::: ARTICLE :::

Le statut des hébergeurs est réellement un cas à part, qui depuis les années 2000 et la directive « commerce électronique », fait tourner de l’œil tous les acteurs du web, les internautes, les gouvernements, et les ayants droits. C’est un serpent de mer. On peut tout aussi bien dire que c’est un serpent qui se mort la queue, la lutte du pot de terre contre le pot de fer… les expressions ne manquent pas pour souligner la redondance malsaine de cette question.
Un petit résumé s’impose. La loi LCEN du 21 juin 2004 qui transpose cette directive fixe le régime de responsabilité des contenus en ligne comme il suit. Il reconnaît les éditeurs, les hébergeurs et les fournisseurs d’accès à internet. Les deux derniers sont des prestataires techniques, dont le rôle n’est pas, à l’origine, celui de mettre en ligne des contenus. Les éditeurs sont ceux qui les mettent.
La loi pose le principe que c’est l’éditeur qui est responsable. On est responsable des contenus mis en ligne. C’est la mise en ligne du contenu qui détermine à quelle catégorie on appartient. Les prestataires techniques sont subsidiairement responsables. « L’hébergeur est celui qui fournit, gratuitement ou non, un service permettant la mise en ligne et à la disposition du public un contenu, l’éditeur est celui qui rédige/construit un contenu, et décide de le mettre à disposition du public via les services d’un hébergeur » (citation issue de l’interview de Nicolas Poirier).
Le mécanisme de responsabilité repose sur l’idée que l’éditeur est responsable, donc c’est à lui que l’on doit demander de retirer le contenu illicite. S’il n’est pas identifiable, refuse de répondre ou refuse tout simplement de s’exécuter, alors on pourra demander aux hébergeurs d’agir. Le mécanisme qui suit est celui de la notification. On va signaler le contenu manifestement illicite, et il devra le retirer dans un prompt délai. Il faut noter qu’il y a un risque considérable avec les notifications abusives : « seul le titulaire de droit a la connaissance de ses droits » disait Nicolas Poirier.
Sans pousser plus loin l’analyse du statut actuel des hébergeurs, il faut bien se rendre compte que le net a évolué. On parle de Web 2.0. En fait il y a une confusion de plus en plus marquée entre les différentes catégories juridiques, les prestataires techniques deviennent de plus en plus éditeurs. Ainsi la frontière devient floue, et incompréhensible. Le deuxième problème de ce web 2.0 est que les abus à la propriété intellectuelle se sont considérablement aggravés avec le temps. Le système de responsabilité ne semble plus en mesure d’assurer la défense du droit d’auteur, ou du moins il ne colle peut être plus avec la réalité technologique. Mais c’est avant tout un choix politique qui s’imposera sur cette question.

:::

Recopiez mot pour mot le passage de l'article sur le statut des hébergeurs compris entre « Le statut des » et « de cette question. », bornes incluses. Le matériau qui vient ensuite est indépendant de l'article.

::: INFORMATIONS EXTRAITES :::

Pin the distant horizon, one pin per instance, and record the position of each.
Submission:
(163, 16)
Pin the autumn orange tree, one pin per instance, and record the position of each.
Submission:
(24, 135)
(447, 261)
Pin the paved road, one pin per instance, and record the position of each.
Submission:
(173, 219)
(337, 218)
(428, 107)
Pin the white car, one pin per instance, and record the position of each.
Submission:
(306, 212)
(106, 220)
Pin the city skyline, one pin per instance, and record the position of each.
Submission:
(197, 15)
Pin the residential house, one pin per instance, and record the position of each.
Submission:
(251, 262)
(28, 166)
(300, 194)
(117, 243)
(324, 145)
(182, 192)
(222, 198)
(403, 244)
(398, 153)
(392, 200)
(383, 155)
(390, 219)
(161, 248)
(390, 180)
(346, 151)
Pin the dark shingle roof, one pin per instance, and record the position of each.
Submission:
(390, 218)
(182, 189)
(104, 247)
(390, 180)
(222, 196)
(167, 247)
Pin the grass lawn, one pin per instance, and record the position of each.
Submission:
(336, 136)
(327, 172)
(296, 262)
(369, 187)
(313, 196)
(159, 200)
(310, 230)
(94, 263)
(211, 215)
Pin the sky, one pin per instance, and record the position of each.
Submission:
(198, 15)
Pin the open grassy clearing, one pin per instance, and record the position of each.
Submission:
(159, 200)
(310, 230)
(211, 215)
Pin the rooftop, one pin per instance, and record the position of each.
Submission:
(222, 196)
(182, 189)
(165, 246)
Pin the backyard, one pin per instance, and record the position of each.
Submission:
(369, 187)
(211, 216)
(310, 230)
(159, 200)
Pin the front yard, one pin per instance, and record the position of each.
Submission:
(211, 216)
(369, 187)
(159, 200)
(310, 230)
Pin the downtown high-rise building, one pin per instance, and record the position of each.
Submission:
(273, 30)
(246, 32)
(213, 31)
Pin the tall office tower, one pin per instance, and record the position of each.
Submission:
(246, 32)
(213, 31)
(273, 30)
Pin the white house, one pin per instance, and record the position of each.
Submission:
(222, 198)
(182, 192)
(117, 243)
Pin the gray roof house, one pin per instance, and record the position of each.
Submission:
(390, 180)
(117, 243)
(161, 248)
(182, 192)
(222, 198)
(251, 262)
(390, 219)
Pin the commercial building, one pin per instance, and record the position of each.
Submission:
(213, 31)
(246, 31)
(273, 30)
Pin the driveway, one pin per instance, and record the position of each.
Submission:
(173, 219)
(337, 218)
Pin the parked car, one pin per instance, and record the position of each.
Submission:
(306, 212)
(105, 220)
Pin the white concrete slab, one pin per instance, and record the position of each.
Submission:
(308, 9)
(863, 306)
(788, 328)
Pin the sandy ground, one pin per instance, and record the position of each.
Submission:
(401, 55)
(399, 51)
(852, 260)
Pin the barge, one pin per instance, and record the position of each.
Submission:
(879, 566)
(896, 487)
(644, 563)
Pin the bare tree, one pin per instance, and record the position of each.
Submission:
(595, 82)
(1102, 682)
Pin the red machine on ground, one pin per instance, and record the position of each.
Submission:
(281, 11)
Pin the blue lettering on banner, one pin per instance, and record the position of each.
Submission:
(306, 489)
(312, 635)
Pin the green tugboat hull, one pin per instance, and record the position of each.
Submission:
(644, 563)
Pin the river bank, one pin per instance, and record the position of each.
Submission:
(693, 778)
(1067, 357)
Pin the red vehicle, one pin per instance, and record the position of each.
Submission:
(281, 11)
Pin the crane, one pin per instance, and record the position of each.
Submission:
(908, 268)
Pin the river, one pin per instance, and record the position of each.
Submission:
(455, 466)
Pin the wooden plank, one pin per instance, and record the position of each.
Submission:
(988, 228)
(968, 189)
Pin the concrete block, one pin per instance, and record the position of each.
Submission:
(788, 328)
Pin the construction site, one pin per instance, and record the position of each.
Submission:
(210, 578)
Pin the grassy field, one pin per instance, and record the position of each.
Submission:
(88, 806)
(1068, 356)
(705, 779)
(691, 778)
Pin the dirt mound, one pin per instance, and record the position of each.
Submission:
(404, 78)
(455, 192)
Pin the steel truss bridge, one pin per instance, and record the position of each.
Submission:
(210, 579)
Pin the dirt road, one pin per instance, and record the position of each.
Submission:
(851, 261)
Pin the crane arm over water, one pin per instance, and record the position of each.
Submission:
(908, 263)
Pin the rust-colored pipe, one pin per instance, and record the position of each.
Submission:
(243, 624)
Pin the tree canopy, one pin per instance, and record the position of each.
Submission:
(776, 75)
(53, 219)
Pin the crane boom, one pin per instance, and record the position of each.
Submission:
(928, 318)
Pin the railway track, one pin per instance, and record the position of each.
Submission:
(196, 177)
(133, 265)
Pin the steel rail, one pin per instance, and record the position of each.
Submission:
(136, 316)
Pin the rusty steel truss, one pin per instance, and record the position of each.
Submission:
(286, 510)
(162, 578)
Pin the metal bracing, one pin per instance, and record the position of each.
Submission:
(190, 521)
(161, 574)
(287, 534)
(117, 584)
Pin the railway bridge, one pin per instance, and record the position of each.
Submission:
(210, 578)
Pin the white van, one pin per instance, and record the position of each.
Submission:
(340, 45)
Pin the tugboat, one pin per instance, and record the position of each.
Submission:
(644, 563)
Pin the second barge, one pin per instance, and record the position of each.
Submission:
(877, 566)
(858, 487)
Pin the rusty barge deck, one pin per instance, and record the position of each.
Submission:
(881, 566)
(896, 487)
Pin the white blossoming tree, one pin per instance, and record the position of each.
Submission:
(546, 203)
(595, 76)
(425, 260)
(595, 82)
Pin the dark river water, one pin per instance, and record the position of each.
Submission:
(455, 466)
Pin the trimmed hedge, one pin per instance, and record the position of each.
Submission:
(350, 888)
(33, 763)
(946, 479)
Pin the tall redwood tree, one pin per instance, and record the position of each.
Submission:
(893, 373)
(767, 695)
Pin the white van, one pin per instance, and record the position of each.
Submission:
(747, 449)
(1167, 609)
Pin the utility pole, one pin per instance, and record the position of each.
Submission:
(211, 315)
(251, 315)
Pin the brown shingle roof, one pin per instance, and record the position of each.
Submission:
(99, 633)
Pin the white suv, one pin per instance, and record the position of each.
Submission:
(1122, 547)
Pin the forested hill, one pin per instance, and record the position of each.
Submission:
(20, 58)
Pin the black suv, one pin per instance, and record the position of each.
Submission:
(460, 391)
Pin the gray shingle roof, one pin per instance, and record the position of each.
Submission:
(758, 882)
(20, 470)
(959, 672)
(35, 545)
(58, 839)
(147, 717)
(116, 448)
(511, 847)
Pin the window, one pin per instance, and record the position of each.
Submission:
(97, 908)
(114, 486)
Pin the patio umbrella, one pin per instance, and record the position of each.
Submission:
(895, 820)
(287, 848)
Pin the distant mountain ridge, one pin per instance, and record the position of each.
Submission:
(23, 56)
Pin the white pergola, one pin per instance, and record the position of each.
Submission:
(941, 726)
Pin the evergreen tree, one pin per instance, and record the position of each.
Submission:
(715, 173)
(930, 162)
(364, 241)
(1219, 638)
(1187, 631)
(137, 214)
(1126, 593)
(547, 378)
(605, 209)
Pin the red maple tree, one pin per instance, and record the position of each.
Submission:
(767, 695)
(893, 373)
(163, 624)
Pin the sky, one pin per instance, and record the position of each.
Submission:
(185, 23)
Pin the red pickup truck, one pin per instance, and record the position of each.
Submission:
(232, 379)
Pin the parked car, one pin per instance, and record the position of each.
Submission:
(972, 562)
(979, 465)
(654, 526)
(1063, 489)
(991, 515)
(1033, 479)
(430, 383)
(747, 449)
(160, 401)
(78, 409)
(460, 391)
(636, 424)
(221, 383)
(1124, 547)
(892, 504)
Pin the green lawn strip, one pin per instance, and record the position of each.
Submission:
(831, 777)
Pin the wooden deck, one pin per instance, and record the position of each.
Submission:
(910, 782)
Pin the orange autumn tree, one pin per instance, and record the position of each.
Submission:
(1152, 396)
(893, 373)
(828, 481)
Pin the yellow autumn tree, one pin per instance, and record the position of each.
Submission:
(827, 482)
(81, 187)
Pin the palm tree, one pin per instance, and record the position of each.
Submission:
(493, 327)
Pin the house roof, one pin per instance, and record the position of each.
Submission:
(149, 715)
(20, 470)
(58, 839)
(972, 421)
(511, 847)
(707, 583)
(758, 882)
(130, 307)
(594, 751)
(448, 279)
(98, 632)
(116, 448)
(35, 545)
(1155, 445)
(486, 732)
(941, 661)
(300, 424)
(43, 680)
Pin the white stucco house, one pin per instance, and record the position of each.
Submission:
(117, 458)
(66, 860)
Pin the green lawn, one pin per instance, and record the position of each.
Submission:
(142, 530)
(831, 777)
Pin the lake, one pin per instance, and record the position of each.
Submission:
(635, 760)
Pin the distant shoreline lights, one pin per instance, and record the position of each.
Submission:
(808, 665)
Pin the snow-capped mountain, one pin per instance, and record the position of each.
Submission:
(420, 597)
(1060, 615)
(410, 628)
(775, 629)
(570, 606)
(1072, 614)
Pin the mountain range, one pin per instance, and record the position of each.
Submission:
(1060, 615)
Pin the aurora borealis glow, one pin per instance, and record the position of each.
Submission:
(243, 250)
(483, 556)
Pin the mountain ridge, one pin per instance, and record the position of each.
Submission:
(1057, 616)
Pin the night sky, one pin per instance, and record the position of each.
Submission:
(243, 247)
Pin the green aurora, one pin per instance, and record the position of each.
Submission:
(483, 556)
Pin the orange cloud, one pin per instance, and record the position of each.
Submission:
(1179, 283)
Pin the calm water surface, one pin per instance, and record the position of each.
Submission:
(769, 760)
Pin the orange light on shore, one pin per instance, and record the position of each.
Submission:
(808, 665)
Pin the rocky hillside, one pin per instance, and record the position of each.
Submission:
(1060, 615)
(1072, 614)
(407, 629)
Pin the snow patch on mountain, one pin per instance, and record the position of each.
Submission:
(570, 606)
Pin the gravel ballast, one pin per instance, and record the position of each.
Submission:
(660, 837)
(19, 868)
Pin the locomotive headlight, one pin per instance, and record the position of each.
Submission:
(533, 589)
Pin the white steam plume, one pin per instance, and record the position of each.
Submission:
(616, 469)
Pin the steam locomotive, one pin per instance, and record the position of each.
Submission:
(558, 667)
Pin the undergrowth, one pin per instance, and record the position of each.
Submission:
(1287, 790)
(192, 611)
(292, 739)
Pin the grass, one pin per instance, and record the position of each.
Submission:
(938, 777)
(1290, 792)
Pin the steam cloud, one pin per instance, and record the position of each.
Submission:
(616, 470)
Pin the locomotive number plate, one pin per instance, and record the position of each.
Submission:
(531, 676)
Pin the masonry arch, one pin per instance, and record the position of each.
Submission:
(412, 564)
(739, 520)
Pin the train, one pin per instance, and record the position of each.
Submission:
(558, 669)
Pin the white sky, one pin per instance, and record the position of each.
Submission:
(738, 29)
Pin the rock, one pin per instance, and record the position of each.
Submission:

:::

▸ **RÉPONSE COMPLÈTE**
Le statut des hébergeurs est réellement un cas à part, qui depuis les années 2000 et la directive « commerce électronique », fait tourner de l’œil tous les acteurs du web, les internautes, les gouvernements, et les ayants droits. C’est un serpent de mer. On peut tout aussi bien dire que c’est un serpent qui se mort la queue, la lutte du pot de terre contre le pot de fer… les expressions ne manquent pas pour souligner la redondance malsaine de cette question.